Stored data

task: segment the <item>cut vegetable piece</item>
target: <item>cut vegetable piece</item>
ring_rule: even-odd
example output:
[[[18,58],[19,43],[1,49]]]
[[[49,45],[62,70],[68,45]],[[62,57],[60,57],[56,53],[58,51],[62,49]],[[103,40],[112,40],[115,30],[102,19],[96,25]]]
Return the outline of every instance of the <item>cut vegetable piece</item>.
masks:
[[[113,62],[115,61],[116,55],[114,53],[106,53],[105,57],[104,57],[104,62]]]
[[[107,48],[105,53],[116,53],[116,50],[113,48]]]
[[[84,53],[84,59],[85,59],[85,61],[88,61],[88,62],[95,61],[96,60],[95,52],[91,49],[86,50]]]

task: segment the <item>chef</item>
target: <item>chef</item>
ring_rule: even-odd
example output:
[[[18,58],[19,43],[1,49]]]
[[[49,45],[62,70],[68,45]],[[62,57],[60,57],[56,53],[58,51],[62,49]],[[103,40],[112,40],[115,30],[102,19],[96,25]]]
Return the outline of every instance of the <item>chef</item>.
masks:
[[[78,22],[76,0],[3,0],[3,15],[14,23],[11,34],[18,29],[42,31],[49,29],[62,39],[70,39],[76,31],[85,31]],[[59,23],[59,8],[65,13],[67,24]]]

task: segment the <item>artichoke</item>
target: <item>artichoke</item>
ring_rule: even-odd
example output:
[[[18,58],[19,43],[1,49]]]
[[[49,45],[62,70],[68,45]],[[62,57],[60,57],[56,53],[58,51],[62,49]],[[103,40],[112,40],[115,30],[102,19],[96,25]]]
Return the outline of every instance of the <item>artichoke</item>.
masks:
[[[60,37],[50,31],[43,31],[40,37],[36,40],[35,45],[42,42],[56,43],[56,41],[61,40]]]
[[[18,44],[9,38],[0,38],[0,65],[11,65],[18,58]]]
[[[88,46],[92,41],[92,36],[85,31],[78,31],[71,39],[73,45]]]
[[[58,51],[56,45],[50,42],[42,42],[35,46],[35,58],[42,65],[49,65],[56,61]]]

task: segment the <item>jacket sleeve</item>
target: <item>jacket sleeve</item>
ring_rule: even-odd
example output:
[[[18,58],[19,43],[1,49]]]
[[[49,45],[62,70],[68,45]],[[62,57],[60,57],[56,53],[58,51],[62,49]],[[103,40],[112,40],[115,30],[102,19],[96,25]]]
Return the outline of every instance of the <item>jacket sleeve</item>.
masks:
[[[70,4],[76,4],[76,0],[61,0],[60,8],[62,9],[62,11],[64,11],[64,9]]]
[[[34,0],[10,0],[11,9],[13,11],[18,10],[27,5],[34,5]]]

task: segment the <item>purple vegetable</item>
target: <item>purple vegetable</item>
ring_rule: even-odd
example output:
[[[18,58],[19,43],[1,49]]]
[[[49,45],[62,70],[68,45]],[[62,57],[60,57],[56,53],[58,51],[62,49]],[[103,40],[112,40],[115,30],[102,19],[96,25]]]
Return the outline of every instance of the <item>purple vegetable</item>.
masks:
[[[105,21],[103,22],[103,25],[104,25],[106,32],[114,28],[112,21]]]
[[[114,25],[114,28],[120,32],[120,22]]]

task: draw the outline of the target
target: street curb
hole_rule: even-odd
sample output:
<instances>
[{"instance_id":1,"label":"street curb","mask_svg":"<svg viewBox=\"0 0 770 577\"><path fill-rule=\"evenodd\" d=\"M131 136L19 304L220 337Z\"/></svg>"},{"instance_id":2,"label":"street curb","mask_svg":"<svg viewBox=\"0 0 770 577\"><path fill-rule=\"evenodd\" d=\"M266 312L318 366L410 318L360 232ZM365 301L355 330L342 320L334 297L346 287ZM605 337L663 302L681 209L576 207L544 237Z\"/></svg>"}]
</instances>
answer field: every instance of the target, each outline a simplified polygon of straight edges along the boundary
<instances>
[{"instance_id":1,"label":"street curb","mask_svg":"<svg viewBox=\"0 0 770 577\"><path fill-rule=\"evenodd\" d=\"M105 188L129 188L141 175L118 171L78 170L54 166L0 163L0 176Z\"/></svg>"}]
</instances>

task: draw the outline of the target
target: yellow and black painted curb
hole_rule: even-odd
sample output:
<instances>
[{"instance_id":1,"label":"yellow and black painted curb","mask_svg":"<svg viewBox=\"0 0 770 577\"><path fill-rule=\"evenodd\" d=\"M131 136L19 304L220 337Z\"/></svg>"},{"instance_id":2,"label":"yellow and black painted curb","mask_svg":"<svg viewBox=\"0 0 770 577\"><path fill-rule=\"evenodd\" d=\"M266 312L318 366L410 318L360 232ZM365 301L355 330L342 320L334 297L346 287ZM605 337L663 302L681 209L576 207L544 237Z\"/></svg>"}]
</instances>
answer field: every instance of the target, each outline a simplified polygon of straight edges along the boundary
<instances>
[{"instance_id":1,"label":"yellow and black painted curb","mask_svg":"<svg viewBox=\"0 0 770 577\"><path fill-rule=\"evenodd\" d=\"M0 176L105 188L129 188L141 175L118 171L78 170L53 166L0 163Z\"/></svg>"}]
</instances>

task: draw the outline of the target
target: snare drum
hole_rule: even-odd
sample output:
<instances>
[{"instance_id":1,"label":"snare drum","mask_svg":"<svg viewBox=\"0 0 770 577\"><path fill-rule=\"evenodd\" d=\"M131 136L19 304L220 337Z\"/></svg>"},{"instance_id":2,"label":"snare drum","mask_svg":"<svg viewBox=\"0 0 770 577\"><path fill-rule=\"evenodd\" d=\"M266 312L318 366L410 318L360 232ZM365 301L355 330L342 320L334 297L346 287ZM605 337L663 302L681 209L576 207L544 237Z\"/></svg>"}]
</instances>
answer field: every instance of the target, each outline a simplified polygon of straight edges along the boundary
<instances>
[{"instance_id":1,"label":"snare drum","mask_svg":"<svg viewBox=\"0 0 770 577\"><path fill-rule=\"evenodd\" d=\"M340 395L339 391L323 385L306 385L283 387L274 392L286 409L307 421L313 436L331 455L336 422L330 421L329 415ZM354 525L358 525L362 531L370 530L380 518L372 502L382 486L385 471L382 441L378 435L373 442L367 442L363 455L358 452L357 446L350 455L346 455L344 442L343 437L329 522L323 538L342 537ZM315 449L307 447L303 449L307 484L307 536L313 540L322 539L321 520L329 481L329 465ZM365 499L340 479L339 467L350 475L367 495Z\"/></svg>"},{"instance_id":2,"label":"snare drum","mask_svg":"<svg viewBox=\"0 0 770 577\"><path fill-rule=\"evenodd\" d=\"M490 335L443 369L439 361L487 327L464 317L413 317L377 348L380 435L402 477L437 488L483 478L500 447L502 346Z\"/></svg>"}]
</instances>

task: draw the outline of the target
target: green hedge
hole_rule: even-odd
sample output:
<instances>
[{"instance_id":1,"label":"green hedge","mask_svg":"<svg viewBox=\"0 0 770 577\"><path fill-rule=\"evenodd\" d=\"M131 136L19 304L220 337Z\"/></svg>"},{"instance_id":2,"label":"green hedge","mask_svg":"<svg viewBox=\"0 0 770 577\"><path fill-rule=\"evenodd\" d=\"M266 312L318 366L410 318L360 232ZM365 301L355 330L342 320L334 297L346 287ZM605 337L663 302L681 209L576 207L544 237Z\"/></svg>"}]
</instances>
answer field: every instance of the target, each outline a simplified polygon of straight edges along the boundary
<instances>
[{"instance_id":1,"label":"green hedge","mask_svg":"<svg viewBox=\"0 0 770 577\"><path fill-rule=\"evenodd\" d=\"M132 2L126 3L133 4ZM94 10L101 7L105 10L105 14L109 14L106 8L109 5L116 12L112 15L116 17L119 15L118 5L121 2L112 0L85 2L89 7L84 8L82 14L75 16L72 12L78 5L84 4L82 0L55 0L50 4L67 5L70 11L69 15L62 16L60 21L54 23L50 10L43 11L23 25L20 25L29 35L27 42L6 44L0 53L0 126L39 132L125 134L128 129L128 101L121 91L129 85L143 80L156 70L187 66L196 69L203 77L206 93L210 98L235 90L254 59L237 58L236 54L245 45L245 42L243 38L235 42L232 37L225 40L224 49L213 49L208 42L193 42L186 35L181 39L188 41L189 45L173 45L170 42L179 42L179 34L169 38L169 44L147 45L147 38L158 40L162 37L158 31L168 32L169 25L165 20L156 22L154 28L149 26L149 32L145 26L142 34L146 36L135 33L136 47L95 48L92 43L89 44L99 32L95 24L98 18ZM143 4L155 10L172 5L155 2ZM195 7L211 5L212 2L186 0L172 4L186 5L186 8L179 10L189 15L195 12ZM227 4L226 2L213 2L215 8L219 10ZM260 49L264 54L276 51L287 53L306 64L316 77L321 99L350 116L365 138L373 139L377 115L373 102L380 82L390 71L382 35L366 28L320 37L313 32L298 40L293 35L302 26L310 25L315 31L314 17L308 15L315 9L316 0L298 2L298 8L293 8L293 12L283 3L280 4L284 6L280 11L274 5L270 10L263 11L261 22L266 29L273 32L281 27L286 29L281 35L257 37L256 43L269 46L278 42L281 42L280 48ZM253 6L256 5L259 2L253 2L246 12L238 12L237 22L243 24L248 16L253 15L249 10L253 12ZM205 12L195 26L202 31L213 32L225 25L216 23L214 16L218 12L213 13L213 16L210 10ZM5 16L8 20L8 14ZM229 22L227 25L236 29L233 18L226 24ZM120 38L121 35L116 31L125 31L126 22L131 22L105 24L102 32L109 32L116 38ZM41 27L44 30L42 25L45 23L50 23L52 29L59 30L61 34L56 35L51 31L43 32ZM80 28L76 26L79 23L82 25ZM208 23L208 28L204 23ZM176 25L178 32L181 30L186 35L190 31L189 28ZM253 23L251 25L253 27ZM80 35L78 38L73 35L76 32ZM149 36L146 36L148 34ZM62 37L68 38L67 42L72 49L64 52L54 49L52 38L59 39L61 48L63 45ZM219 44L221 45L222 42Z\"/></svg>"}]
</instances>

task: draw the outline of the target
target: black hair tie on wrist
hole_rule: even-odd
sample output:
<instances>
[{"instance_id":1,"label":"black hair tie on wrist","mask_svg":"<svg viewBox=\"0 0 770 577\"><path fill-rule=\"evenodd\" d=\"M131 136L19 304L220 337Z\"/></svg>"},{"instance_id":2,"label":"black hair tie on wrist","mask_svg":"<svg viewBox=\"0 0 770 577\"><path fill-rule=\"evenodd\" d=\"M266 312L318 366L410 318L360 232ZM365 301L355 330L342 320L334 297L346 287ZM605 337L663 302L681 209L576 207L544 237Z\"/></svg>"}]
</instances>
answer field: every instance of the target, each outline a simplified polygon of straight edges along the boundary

# EXERCISE INSTRUCTIONS
Collect every line of the records above that contains the string "piece", and copy each one.

# FULL ANSWER
task: segment the <item>cut vegetable piece</item>
target: <item>cut vegetable piece</item>
Return the outline of every instance of the <item>cut vegetable piece</item>.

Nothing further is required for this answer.